Problem to solve.
In the entries below, count every line containing "cheek". Reply with the number alone.

Records shown.

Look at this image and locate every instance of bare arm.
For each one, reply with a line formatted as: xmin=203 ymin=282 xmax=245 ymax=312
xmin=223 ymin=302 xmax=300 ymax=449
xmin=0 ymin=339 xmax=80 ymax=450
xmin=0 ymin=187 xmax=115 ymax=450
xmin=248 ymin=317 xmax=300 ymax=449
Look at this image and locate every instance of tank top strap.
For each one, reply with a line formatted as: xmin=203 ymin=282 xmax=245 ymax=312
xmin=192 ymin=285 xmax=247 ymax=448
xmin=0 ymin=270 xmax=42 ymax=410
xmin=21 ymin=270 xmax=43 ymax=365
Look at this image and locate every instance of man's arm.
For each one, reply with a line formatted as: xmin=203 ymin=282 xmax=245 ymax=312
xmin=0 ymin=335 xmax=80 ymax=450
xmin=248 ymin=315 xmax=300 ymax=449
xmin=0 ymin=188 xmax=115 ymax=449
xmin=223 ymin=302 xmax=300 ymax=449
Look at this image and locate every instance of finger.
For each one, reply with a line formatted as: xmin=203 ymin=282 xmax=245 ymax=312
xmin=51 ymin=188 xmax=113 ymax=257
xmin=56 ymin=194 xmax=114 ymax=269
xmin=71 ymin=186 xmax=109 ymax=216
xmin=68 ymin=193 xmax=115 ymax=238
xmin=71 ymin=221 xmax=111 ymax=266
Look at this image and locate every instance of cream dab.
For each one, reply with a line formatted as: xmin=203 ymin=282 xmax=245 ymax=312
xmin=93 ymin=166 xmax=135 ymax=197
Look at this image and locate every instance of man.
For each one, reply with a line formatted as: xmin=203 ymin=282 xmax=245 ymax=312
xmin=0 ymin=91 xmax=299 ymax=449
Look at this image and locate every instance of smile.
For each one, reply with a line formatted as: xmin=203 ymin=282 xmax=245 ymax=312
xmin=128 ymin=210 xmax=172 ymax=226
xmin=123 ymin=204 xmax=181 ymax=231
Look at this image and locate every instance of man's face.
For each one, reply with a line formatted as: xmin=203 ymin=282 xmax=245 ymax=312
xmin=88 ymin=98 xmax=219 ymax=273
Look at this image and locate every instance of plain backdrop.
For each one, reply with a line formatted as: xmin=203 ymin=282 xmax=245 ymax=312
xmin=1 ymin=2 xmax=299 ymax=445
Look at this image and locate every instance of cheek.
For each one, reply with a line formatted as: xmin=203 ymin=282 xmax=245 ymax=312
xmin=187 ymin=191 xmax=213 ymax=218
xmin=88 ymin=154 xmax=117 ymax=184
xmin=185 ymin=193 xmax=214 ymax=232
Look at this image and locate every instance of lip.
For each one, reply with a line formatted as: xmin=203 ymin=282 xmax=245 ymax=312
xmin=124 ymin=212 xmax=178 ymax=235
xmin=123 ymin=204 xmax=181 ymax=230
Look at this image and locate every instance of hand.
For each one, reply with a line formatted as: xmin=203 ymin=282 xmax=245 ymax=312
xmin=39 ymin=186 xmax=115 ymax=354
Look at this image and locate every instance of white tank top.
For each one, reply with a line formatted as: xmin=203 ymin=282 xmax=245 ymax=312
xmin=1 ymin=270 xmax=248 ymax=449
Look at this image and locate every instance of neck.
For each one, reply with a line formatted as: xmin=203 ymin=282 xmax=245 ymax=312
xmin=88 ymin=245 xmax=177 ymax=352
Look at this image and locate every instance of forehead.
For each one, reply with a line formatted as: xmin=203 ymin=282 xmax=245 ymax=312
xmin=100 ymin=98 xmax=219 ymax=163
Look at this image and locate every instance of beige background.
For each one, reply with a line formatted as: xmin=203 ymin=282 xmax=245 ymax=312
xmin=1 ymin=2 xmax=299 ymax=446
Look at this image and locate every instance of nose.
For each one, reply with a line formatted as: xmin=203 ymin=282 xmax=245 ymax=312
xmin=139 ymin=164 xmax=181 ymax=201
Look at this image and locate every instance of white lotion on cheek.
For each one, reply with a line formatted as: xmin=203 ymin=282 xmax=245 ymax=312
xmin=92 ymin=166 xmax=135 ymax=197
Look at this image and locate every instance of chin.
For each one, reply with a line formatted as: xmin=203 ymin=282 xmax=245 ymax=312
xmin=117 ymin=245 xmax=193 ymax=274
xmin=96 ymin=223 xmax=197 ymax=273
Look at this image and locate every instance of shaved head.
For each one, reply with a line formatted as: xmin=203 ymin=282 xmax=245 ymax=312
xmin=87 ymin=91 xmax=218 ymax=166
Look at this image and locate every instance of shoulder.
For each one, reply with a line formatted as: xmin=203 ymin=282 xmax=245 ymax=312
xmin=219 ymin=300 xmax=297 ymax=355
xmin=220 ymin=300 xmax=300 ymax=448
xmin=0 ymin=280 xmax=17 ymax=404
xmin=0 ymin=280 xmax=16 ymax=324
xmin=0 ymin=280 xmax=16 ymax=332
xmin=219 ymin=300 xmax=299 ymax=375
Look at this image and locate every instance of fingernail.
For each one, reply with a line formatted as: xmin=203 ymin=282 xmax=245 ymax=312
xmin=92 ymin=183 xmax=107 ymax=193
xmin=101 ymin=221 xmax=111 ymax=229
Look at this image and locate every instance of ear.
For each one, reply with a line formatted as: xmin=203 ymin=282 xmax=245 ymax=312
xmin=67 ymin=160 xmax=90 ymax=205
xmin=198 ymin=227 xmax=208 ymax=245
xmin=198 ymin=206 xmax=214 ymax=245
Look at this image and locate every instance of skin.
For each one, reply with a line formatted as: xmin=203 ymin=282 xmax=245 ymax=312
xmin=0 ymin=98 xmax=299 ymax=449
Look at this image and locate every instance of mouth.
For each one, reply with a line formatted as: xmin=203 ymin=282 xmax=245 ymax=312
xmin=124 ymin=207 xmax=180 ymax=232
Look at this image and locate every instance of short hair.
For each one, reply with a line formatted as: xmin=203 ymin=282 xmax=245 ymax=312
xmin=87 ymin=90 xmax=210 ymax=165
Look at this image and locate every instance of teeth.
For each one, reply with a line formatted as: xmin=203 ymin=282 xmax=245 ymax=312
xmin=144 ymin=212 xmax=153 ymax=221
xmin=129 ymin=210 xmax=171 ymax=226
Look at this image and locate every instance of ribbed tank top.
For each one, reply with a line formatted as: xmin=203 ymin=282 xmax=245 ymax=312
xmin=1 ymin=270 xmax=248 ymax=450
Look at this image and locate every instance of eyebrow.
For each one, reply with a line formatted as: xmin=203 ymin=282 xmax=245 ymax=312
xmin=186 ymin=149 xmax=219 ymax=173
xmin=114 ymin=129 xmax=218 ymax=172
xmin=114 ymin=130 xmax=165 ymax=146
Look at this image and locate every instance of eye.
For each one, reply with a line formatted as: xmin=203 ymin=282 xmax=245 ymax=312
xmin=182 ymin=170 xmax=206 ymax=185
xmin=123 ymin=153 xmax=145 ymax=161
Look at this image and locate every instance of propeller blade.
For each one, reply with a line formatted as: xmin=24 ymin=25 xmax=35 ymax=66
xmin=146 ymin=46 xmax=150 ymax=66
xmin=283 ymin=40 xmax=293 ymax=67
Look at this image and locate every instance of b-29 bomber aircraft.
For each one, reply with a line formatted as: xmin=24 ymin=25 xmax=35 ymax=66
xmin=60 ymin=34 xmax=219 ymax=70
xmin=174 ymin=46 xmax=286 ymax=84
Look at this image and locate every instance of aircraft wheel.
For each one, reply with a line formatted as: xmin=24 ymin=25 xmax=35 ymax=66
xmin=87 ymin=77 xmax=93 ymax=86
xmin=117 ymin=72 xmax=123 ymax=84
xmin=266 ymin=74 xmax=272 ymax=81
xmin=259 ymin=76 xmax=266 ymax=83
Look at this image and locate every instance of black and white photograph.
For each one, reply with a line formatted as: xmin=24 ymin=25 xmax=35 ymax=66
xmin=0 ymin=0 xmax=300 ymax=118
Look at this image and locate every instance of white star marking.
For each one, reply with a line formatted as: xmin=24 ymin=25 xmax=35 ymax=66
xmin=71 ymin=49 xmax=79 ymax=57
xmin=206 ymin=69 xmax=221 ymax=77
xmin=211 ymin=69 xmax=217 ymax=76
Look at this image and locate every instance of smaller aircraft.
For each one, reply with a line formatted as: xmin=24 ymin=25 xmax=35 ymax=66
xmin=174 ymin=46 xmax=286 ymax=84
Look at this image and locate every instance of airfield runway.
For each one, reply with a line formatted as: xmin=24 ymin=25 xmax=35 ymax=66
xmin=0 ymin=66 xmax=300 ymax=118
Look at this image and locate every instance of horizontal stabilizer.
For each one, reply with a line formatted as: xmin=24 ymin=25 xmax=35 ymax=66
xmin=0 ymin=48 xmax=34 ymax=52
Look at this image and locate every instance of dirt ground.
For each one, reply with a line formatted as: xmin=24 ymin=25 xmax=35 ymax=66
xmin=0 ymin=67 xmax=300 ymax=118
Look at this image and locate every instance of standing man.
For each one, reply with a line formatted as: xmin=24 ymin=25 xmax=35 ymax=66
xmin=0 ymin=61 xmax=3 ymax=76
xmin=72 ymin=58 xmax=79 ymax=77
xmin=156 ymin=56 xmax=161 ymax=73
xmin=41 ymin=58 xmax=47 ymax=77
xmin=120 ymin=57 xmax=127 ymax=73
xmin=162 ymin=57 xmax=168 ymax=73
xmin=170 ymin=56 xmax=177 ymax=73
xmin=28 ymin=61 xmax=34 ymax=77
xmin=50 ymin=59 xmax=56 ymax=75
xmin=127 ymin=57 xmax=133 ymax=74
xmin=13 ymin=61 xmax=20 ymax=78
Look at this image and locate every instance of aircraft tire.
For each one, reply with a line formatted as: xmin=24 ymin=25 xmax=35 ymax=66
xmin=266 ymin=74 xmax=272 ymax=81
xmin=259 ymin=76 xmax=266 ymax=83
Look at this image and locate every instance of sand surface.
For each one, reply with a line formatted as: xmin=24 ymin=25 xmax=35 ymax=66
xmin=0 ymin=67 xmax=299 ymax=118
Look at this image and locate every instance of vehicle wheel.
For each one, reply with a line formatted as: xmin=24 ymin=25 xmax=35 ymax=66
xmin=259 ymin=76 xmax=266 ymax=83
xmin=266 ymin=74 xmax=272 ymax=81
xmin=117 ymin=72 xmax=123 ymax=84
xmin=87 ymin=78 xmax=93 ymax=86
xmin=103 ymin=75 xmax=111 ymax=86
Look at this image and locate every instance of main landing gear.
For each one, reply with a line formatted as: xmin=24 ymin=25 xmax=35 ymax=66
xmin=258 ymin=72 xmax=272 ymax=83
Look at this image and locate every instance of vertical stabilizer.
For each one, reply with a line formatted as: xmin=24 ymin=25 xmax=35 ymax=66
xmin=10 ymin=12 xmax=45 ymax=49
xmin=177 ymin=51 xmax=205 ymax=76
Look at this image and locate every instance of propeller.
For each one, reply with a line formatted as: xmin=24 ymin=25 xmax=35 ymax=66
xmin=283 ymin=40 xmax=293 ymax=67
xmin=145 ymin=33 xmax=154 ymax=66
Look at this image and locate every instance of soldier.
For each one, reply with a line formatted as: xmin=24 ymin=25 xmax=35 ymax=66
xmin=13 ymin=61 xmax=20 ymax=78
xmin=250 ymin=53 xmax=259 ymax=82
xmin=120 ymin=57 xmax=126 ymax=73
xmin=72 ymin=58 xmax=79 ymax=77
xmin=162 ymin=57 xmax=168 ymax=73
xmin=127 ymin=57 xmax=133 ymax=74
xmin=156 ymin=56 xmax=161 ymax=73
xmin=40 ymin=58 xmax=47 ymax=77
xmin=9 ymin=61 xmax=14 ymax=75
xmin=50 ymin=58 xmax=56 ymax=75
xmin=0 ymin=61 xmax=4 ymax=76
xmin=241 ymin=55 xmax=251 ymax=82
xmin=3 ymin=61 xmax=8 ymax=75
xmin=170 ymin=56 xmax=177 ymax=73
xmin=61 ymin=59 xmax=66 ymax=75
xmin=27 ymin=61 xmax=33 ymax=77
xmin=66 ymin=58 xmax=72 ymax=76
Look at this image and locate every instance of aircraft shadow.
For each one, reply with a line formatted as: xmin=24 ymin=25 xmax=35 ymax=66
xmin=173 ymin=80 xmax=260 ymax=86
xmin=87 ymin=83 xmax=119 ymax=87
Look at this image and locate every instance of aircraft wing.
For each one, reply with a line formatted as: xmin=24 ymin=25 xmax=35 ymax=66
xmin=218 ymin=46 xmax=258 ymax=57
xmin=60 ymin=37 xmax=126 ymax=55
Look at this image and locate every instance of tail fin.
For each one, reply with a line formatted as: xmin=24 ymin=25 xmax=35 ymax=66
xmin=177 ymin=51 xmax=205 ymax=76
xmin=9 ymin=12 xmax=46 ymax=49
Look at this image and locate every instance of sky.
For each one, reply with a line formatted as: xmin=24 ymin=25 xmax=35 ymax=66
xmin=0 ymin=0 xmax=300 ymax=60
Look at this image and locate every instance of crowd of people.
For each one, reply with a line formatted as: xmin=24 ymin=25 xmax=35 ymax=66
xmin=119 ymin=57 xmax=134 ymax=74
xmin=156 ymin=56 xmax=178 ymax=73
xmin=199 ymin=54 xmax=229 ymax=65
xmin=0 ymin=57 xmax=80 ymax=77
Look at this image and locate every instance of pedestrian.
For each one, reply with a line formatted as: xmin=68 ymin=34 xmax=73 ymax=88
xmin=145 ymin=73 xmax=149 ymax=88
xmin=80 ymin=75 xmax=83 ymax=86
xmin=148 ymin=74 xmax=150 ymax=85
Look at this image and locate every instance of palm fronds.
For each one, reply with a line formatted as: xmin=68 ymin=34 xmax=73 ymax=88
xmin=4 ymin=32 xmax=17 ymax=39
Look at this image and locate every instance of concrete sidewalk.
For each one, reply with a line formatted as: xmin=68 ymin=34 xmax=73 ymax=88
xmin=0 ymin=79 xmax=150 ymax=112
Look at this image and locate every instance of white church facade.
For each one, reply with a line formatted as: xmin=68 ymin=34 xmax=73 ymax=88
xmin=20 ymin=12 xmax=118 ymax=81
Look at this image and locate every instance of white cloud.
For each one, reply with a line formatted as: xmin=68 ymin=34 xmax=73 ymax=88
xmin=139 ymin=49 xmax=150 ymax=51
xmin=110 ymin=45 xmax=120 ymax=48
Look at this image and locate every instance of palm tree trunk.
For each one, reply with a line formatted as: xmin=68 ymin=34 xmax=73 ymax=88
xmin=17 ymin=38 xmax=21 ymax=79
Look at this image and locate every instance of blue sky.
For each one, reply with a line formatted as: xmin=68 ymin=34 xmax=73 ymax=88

Response to the exercise.
2